[DATA FOR PROCESSING]

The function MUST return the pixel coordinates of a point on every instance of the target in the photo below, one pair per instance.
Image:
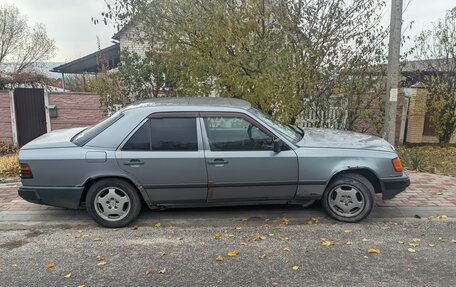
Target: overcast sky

[/DATA FOR PROCESSING]
[DATA FOR PROCESSING]

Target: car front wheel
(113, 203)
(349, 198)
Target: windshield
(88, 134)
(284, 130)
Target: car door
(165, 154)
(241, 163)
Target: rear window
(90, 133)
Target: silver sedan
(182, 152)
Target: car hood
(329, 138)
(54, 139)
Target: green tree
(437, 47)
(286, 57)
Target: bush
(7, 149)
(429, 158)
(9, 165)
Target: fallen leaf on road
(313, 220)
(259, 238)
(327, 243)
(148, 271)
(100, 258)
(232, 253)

[/DATA FOR PROCESSING]

▶ _TASK BRIEF_
What should come back is an exact copy of the lines above from the line with "The function MUST" to the line with "Target: overcast sky", both included, minus the pictures.

▶ _RESULT_
The function MUST return the pixel coordinates of a point on every instance of the target in the photo below, one pair per instance.
Image:
Target: overcast sky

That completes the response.